[Set exercise 1] Count the lines in the rows below that contain the string "hull", with case counting, and reply with only the number.

** start of Document excerpt **

September 12, 1985|JENIFER WARREN | Times Staff Writer

OCEANSIDE — Although far from certain that the city can come up with its $1.9-million share of the money, the City Council on Wednesday agreed "in concept" to participate in a cost-sharing program to widen California 78, an increasingly busy highway that is the only major east-west artery in North County.

The action, which came on a unanimous vote, was requested by Rep. Ron Packard (R-Carlsbad), who said he needs local governments' commitment to secure $12 million in federal highway funds to widen the road from four to six lanes, estimated to cost $30 million.

Vista, Escondido, San Marcos and Carlsbad had earlier agreed to contribute to the project. The county Board of Supervisors has not expressed formal support for the widening, but Supervisor Paul Eckert said last week that "if all five cities come up with their share, I'm sure the county would go along."

Packard said he was "delighted and heartened that we have 5-for-5 support" and added that he was "confident the county will eventually be in a cooperative mood" and decide to pitch in. The congressman said he could now "press forth vigorously" with his effort to win the federal contribution.

Under Packard's proposal, California 78 would be designated a "demonstration project," thereby becoming eligible for the $12 million in federal highway funds. An additional $7.5 million would be provided by the state, and the balance of the cost would be divided among the five cities and the county.

San Diego Assn. of Governments planners calculated what the cities and county would pay based on the present and future population of each jurisdiction and use of the highway by residents of each area. Oceanside is the largest city along the route.

** end of Document excerpt **
** start of Recorded data **

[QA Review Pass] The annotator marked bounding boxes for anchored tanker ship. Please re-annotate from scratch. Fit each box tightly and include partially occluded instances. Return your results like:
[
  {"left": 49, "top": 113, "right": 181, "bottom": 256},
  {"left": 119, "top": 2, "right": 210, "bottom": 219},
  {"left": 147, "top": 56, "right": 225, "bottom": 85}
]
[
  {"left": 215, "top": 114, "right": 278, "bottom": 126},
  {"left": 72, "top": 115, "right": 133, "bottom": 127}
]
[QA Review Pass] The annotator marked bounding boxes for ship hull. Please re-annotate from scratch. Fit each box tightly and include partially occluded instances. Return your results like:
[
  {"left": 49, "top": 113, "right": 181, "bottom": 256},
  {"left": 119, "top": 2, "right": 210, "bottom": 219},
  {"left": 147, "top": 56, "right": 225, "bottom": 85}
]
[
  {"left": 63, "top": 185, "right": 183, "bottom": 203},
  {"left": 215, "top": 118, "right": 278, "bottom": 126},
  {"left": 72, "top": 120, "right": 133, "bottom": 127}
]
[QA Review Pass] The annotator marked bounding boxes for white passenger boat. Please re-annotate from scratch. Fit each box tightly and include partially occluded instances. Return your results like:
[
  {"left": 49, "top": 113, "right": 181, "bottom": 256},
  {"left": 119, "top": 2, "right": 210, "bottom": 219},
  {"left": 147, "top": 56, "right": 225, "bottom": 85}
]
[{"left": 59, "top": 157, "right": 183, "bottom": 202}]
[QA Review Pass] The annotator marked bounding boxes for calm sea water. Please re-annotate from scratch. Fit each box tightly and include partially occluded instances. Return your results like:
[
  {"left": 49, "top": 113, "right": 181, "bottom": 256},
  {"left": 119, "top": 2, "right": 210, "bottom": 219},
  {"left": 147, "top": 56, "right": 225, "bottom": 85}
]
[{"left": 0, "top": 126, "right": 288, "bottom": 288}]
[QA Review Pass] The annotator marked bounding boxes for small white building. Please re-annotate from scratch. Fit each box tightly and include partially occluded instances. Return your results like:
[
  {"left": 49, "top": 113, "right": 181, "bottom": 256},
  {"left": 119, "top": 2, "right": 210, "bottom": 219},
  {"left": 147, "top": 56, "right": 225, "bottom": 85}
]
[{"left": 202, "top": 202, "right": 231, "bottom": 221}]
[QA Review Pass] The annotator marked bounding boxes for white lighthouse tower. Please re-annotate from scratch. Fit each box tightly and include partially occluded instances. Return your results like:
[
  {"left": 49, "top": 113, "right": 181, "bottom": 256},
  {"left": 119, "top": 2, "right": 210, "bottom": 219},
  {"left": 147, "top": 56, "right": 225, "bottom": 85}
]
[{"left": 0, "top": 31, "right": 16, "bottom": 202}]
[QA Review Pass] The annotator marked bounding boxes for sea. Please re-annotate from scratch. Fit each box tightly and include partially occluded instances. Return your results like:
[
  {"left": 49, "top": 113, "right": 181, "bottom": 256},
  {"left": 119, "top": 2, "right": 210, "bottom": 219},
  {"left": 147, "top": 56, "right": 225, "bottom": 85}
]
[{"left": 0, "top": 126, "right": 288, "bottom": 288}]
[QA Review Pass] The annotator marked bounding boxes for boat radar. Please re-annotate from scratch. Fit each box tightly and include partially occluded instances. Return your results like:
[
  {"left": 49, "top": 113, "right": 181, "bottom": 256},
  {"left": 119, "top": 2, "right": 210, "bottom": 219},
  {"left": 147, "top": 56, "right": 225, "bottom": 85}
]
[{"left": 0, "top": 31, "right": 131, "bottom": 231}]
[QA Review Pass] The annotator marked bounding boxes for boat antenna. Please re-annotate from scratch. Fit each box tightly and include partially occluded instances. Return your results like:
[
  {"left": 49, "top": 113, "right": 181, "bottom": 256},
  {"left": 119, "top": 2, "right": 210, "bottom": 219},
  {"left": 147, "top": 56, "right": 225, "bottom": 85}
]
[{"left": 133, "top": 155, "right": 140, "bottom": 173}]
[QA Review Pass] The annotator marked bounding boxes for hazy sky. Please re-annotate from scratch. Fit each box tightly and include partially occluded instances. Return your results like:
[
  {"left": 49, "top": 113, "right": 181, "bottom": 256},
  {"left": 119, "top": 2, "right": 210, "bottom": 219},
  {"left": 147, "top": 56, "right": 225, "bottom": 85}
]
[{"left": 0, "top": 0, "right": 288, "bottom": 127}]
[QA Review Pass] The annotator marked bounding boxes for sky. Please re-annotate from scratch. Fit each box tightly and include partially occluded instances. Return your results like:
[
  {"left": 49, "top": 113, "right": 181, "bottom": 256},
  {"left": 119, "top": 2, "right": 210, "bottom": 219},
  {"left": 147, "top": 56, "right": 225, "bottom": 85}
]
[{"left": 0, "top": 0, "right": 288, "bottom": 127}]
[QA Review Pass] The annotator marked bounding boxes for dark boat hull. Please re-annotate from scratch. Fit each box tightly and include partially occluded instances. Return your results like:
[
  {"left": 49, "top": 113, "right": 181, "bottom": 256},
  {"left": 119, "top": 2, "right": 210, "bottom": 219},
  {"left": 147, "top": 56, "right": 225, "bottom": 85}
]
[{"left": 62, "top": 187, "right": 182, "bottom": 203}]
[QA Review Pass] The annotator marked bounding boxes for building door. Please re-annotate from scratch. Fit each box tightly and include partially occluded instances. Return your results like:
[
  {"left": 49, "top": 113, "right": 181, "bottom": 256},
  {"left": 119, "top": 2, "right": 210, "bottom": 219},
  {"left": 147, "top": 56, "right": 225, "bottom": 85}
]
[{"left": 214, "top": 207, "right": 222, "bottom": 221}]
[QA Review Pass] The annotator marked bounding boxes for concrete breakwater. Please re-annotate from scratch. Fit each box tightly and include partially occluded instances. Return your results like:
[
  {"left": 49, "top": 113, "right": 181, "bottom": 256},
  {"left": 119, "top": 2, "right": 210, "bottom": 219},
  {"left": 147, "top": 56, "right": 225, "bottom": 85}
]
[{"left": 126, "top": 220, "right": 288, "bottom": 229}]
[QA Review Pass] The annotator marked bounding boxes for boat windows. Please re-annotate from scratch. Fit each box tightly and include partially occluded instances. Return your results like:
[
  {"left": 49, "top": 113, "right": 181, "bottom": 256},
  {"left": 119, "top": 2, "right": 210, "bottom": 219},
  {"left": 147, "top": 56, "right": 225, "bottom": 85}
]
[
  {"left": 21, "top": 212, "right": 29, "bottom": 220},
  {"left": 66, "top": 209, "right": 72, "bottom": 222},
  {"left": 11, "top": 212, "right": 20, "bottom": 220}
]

** end of Recorded data **

[Set exercise 2] Reproduce the passage of the highway-widening article between "September 12, 1985|JENIFER" and "cost $30 million.", inclusive, renaming "California 78" to "Highway 78" wherever it occurs.

[Exercise response 1] 2

[Exercise response 2]
September 12, 1985|JENIFER WARREN | Times Staff Writer

OCEANSIDE — Although far from certain that the city can come up with its $1.9-million share of the money, the City Council on Wednesday agreed "in concept" to participate in a cost-sharing program to widen Highway 78, an increasingly busy highway that is the only major east-west artery in North County.

The action, which came on a unanimous vote, was requested by Rep. Ron Packard (R-Carlsbad), who said he needs local governments' commitment to secure $12 million in federal highway funds to widen the road from four to six lanes, estimated to cost $30 million.